Page excerpt:
- Opening Delimiter -
The Menopause

The menopause is when a woman stops having periods. It happens when the ovaries stop releasing eggs and estrogen hormone, or the ovaries have been removed. Most Chinese women have the menopause between 45 to 55 years, with the average age being 51 years. However, menopause can occur earlier in some women. If it occurs before the age of 40, it is known as premature menopause. The time before the last period is called the perimenopause. This can last from a few months to several years. Around half of all women notice physical and / or emotional symptoms during this time.


Changes during the perimenopause

The first sign of the menopause is usually a change in the normal pattern of periods. Women may notice either unusually light or heavy periods. Intervals between periods may become irregular, varying from once every 2-3 weeks to every few months before they eventually stop altogether.


Common menopausal symptoms

  hot flushes – short, sudden feelings of heat, usually in the face, neck and chest, which can make your skin red and sweaty;

  night sweats – hot flushes that occur at night;

  difficulty sleeping – this may make women feel tired and irritable during the day;

  problems with memory and concentration;

  vaginal dryness, pain, or discomfort during sex;

  low mood and / or feeling anxious;

  palpitations – heartbeats that suddenly become more noticeable;

  joint and muscle pain;

  a reduced sex drive;

  osteoporosis – reduction in estrogen hormone secretion speeds up calcium loss causing weak bones.

Every woman experiences the menopause differently. Some experience one to two symptoms, which may be mild; while others have more severe and distressing symptoms. On average, most symptoms last around 4 years from the last period, but around 1 in every 10 women experience them for up to 12 years.


Is it necessary to confirm menopause with hormone tests?
- Closing Delimiter -
Records shown:
- Opening Delimiter -
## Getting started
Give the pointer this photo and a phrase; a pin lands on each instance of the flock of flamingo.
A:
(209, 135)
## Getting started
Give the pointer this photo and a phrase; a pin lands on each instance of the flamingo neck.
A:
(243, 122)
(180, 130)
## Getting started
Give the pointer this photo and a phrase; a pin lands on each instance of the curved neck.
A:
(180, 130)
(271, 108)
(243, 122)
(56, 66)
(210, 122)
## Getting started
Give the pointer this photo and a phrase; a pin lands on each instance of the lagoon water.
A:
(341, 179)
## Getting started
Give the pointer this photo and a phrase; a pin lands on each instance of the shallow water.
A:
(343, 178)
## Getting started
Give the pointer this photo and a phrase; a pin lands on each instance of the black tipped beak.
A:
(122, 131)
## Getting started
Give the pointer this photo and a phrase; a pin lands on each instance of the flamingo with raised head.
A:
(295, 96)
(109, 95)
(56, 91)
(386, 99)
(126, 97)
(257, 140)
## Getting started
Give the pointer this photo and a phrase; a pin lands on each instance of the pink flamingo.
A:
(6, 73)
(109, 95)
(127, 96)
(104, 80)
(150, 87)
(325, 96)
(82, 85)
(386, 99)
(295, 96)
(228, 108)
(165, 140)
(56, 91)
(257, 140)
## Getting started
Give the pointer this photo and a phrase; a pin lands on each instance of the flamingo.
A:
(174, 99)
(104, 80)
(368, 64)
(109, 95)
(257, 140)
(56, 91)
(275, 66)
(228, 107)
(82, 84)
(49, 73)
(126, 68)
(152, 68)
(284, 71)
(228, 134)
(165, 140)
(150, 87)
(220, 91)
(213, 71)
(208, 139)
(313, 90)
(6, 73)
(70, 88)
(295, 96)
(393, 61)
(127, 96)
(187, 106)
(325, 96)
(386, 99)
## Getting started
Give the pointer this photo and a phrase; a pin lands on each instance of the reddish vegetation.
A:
- Closing Delimiter -
Task set:
1. In the menopause text, what is the menopause called when it occurs before the age of 40?
2. Continue the menopause text from the point where it ends.

Activity answers:
1. Premature menopause.

2.
Women who are over 45 years old and have menopausal symptoms do not need any hormone tests to diagnose menopause. Treatment options are offered based on symptoms alone.


What are the treatment options?

1) Lifestyle changes –
Regular aerobic exercise such as running and swimming may help, as may low intensity exercise such as yoga. Reducing the intake of caffeine and alcohol may also help to reduce hot flushes and night sweats.

2) Non-prescribed treatments –
Plants or plant extracts, such as St John’s wort, black cohosh and isoflavones (soya products), can help reduce hot flushes and night sweats for some women. However, their safety is unknown. Unlike prescribed medicine, there is no legal obligation for health supplements to be licensed. Unlicensed products may vary greatly in their actual contents.

Alternative therapies such as acupressure, acupuncture or homeopathy may help some women. More research is, however, required on the benefits from these therapies.

3) Psychological treatment –
Cognitive behavioural therapy (CBT) is a type of psychological treatment, which is effective in dealing with low mood or anxiety related to menopause.

4) Other prescription medicines –
Non-hormonal treatments include clonidine or gabapentin for hot flushes. The drugs need to be prescribed by doctors.

5) Hormone replacement therapy (HRT) –
Hormone replacement therapy (HRT) replaces the estrogen hormone, and is the most effective treatment for menopausal symptoms. There are two major types of HRT:
i) Estrogen alone HRT – for women who have had hysterectomy to remove the womb.
ii) Combined estrogen and progestogen HRT – for women who still have their womb. In the presence of a womb, estrogen alone can cause uterine cancer, and adding progestogen can prevent this from happening. The combined HRT can be in the forms of cyclical or continuous. Cyclical combined HRT is usually given to women before they have menopause or within 12 months of their last period, and they will have regular monthly withdrawal bleeds. Continuous combined HRT is given to women who start their HRT more than 12 months after their last period. They may experience some bleeding in the first 3 months, but the bleeding will gradually subside with time.


What are the benefits of HRT?

  It is an effective treatment for hot flushes and low mood associated with menopause.

  It can reduce vaginal dryness and improve sexual desire.

  It helps to keep the bones strong and prevents osteoporosis.


What are the risks of HRT?

  HRT taken as a tablet increases the risk of developing clots in the veins (Deep vein thrombosis, or DVT), which is not the case if HRT is taken as a patch or gel.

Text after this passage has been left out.